• **Passage given**
The Many Ways of WeChat - edithsan
http://techcrunch.com/2015/11/26/the-many-ways-of-wechat-how-messaging-is-eating-the-world/
======
dangrover
I'm biased working on the thing, but speaking purely a user, I feel WeChat
gives us a peek of the phone OS we'll see in 3 years.

The recent "messaging apps will eat everything" spin is burying the lede.
What's happening, broadly, is that in some places (esp. Asia), OS/phone
vendors are losing in the early stages of a war between platform (iOS,
Android) and meta-platform (things like WeChat, LINE, FB).

Point annotation records:
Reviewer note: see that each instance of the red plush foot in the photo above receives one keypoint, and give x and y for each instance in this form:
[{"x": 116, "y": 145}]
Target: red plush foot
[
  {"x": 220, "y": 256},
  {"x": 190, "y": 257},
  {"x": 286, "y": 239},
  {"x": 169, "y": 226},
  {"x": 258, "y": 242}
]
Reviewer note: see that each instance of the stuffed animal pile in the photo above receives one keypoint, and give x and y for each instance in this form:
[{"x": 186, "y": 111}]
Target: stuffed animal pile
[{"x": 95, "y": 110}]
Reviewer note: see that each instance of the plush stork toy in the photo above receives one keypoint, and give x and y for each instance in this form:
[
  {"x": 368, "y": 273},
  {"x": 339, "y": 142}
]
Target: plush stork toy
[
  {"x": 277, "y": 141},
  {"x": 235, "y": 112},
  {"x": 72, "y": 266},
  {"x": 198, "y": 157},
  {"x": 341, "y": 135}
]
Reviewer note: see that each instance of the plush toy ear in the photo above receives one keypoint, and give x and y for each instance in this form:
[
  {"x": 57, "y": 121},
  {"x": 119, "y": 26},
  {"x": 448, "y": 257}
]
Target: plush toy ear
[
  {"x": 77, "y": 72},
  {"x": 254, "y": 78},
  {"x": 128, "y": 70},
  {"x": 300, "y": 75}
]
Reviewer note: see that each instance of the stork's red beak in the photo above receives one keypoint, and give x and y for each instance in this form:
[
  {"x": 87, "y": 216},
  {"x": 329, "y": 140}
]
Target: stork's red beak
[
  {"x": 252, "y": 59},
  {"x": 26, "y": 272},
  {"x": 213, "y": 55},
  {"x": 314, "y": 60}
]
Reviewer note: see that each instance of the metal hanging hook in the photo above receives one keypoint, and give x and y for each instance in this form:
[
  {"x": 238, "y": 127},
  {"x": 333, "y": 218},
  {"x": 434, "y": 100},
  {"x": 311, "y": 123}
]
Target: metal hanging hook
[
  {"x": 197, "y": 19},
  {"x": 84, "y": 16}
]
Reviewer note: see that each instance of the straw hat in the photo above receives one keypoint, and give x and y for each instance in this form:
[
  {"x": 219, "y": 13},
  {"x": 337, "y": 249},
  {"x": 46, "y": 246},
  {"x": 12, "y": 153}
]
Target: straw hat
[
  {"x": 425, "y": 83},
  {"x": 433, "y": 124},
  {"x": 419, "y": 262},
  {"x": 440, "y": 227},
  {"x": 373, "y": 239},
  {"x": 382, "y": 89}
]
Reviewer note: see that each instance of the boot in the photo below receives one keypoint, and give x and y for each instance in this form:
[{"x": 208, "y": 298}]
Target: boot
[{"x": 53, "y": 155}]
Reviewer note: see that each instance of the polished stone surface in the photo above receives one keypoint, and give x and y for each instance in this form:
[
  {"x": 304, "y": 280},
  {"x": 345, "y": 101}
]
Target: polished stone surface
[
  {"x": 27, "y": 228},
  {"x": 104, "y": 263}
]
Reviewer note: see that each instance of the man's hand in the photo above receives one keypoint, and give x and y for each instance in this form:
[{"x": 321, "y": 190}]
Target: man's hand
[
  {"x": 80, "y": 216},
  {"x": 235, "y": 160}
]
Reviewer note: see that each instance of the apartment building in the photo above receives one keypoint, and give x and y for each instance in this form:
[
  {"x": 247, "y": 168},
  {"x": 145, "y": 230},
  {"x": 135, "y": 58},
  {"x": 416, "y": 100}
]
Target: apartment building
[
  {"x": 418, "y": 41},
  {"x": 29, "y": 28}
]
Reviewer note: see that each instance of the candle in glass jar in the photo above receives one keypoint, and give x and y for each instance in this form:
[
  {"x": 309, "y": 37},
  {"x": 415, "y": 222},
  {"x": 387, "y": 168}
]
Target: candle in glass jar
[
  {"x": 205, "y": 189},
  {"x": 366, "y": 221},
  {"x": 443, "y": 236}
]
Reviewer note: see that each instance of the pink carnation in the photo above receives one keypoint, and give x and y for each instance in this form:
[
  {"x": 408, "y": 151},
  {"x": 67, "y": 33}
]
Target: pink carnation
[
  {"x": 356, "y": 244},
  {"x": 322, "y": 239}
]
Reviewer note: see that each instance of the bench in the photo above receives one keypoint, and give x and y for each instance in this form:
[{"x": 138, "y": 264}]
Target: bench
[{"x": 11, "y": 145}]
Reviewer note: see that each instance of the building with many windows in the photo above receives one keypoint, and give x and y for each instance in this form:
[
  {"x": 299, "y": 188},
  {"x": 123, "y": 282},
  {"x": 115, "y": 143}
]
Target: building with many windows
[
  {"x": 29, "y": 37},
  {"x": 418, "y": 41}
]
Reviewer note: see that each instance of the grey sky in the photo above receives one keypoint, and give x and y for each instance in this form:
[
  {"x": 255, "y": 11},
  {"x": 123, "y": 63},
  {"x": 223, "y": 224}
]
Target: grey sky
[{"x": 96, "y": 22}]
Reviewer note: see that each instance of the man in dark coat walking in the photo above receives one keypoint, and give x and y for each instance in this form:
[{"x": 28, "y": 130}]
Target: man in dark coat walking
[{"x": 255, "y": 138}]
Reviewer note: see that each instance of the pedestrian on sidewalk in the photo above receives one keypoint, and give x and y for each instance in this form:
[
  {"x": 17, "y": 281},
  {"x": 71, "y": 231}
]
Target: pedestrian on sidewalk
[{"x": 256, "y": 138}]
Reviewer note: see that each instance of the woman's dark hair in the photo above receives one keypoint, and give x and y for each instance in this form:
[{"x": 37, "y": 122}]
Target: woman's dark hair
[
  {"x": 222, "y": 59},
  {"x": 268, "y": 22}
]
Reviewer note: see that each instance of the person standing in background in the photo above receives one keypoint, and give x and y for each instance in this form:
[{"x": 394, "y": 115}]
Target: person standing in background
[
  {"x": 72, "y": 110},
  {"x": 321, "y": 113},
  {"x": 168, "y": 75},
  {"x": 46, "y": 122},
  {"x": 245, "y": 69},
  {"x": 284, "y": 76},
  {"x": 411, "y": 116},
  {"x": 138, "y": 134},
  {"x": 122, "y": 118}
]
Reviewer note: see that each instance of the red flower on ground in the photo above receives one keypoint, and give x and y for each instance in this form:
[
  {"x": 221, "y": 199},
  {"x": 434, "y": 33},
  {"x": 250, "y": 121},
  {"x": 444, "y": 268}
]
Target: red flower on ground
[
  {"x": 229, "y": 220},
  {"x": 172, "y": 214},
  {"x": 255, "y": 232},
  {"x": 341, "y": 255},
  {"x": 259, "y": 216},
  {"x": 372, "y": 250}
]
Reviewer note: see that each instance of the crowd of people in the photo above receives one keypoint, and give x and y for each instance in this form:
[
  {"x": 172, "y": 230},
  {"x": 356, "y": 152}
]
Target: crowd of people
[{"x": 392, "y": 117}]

• **Work instructions**
1. According to the WeChat discussion, which meta-platforms does the commenter give as examples?
2. Carry on the WeChat discussion from the point where it stops.

• **Responses for each task**
1. WeChat, LINE, and FB.

2.
Yes, its central function is nominally an SMS replacement, but as a meta-
platform it plasters over a bunch of gaps in the OS level. The central UI is a
common, semi-hierarchical stream for notifications/news/messages with a
consistent set of controls for deprioritizing/blocking things. Then you have
services like payment, authentication, and social graph. A lightweight
Instapaper/Evernote shared by all my apps. Handling for things like QR codes
which western-designed OSes don't do on a system level. Universal search for
chat and non-chat content alike. A health/activity data feature for the
various Bluetooth gizmos my friends and I use. Then, on top of that, you have
tons of light-weight third-party services/apps which, while the experience can
shoddier than a native app, for 50% of apps is far more convenient than
actually downloading and updating so many 100MB+ apps on my phone and spotting
their various red badges in a sea of icons/groups.

In effect, it's a nascent vision of an OS oriented around a thread-based UI
paradigm instead of an app-based UI paradigm. Some day, I'm certain some kind
of sensible central "inbox" will replace my home/lock screen (as well as the
push notification tray).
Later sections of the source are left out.